**Given request**
Retype each line of the material exactly, please, skipping any picture in it.

--*--

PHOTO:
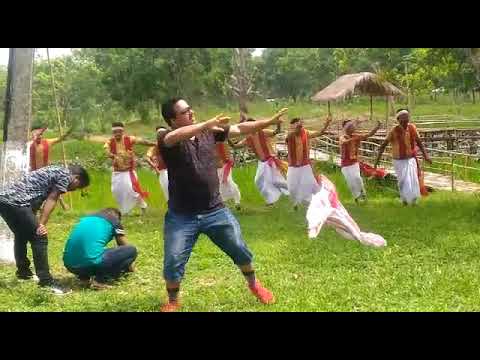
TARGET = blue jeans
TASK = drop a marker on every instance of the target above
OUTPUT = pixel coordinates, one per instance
(114, 262)
(181, 232)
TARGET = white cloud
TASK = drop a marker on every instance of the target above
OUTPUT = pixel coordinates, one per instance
(40, 52)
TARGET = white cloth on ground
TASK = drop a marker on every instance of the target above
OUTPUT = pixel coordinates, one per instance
(122, 190)
(302, 184)
(229, 189)
(270, 181)
(326, 208)
(354, 179)
(407, 178)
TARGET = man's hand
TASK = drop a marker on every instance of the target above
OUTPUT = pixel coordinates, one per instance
(215, 123)
(42, 230)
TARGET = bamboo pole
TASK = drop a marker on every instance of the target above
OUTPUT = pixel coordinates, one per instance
(60, 128)
(388, 113)
(371, 107)
(452, 175)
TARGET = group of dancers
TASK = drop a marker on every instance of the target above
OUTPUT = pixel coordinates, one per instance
(194, 164)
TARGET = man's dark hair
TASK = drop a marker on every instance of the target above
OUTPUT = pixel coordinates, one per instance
(38, 126)
(82, 174)
(111, 212)
(117, 124)
(401, 109)
(168, 111)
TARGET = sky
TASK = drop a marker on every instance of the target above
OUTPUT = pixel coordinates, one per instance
(42, 52)
(55, 52)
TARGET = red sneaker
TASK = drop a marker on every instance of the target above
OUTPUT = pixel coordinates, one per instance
(171, 306)
(262, 294)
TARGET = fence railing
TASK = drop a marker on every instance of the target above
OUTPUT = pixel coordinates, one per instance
(454, 164)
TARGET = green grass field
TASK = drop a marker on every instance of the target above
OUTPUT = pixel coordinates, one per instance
(431, 262)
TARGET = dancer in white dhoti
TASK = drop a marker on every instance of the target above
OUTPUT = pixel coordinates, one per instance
(228, 188)
(350, 143)
(155, 160)
(125, 185)
(404, 140)
(271, 171)
(302, 183)
(326, 208)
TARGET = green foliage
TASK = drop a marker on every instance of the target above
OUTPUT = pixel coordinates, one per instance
(96, 86)
(430, 263)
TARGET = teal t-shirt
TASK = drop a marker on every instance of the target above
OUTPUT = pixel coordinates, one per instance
(88, 239)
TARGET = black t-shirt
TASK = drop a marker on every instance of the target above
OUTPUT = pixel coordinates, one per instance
(193, 186)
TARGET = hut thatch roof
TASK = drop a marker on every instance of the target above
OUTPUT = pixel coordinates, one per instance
(364, 83)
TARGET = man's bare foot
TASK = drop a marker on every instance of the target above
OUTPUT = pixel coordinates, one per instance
(85, 283)
(95, 285)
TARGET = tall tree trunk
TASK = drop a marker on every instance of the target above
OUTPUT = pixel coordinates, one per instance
(18, 107)
(241, 79)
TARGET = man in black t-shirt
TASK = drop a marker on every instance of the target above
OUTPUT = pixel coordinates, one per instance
(195, 204)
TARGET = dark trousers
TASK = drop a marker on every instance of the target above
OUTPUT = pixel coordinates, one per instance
(23, 223)
(114, 262)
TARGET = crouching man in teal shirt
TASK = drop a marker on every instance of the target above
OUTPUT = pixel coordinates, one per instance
(85, 254)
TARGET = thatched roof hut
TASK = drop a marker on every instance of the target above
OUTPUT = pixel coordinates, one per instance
(363, 83)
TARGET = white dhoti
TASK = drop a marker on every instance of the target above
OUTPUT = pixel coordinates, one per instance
(122, 190)
(163, 179)
(326, 208)
(228, 188)
(407, 177)
(302, 184)
(270, 181)
(354, 179)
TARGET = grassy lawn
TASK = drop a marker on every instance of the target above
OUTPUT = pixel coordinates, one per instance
(430, 264)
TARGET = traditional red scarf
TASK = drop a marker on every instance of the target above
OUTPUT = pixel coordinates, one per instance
(292, 149)
(133, 178)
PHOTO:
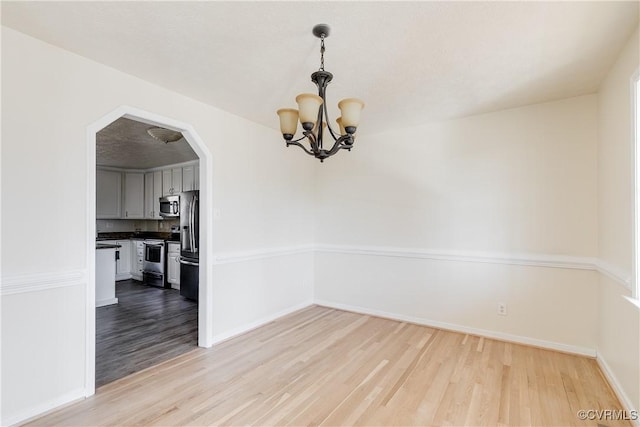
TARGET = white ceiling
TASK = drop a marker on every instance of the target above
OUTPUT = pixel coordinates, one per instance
(125, 143)
(411, 62)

--*--

**Complete output**
PHOTO:
TARGET = blue jeans
TASK = drop a marker on every instance of the target above
OUTPUT = pixel coordinates, one per instance
(114, 262)
(181, 232)
TARGET = white cloud
TASK = drop a marker on every instance of the target above
OUTPUT = pixel coordinates, one per instance
(40, 52)
TARGET = white cloth on ground
TASK = drop a marker on every instance of the target above
OUTPUT = pixel coordinates, one per instance
(122, 190)
(302, 184)
(229, 189)
(270, 181)
(326, 208)
(354, 179)
(407, 178)
TARGET = man's hand
TASK = drop a marker on every instance of the target above
OUTPUT = pixel coordinates, one per instance
(215, 123)
(42, 230)
TARGET = bamboo pole
TASK = drop a marker on every instance of the target above
OUTPUT = pixel coordinates, one per instance
(60, 128)
(388, 113)
(371, 107)
(452, 175)
TARGET = group of dancers
TASK = drop a marker on every instance of the target above
OUTPUT = pixel coordinates, one per instance
(194, 164)
TARGET = man's dark hair
TASK = drop a marker on every instance of the target above
OUTPUT = pixel coordinates, one per instance
(38, 126)
(82, 174)
(111, 212)
(117, 124)
(401, 109)
(168, 111)
TARGET = sky
TASK = drop a marker on every instance of the target above
OUTPUT = pixel coordinates, one per instance
(42, 52)
(55, 52)
TARGET = red sneaker
TASK = drop a marker on every instance of the target above
OUTPUT = pixel coordinates, one per instance
(171, 306)
(262, 294)
TARGET = fence railing
TASK = drop a marker on every instance of the target above
OUTPUT = pixel coordinates, one per instance
(454, 164)
TARGET = green grass field
TASK = drop a marker on every instance of the target above
OUTPUT = pixel coordinates, one per instance
(431, 262)
TARGET = dancer in white dhoti
TASK = drop a marker on every instance of the target above
OUTPUT = pixel coordinates, one per instance
(228, 188)
(350, 143)
(155, 160)
(125, 185)
(404, 140)
(271, 171)
(302, 183)
(326, 208)
TARGET = green foliage
TASK = drop a marker on every instance of the target above
OUTPUT = pixel coordinates, one per instance
(96, 86)
(430, 263)
TARGET = teal t-shirt
TASK = drop a marker on every instance of the target above
OUTPUT = pixel coordinates, one per instance
(88, 239)
TARGET = black t-shirt
TASK = drop a marker on every instance of the target above
OUTPUT = pixel coordinates, one per instance
(193, 186)
TARGET = hut thatch roof
TASK = drop a marker on every instance of the target above
OUTPUT = pixel coordinates, one per instance
(364, 83)
TARGET = man's bare foot
TASK = drop a marker on every instance of the target above
OUTPUT = pixel coordinates, one per instance
(85, 283)
(95, 285)
TARGET = tall tree trunk
TASK = drop a marker on every instance of the target above
OUTPUT = pixel coordinates, one per instance
(18, 107)
(241, 79)
TARGET = man in black t-shirt
TASK = drop a marker on every instance of the target above
OUTPUT = pixel coordinates, one per instance
(195, 204)
TARGET = dark trousers
TASK = drop a marker on every instance of the target above
OUTPUT = pixel coordinates, one per instance
(23, 223)
(114, 262)
TARGET = crouching man in teal shirt
TASK = drop a marker on every instance of the target above
OUTPUT = pixel coordinates, one per instance
(85, 254)
TARGET = thatched roof hut
TASK = drop a marker on every instance of the target above
OUTPUT = pixel coordinates, one per instance
(363, 83)
TARGET = white dhoti
TASK = drop a marker on every instance of the target above
OUTPUT = pixel coordinates, one per instance
(122, 190)
(163, 179)
(326, 208)
(228, 188)
(407, 177)
(302, 184)
(270, 181)
(354, 179)
TARGET = grassy lawn
TASK = drop a marker on every instance of the target above
OUTPUT = pixel coordinates, one per instance
(430, 264)
TARGET = traditional red scarf
TASK = drop a marker on every instance of the target above
OUTPUT = pixel coordinates, one per instance
(292, 149)
(133, 178)
PHOTO:
TARGET = white ceiling
TASK = drop a marker on every instance of the target above
OUTPUT = pixel coordinates, one per instance
(125, 143)
(411, 62)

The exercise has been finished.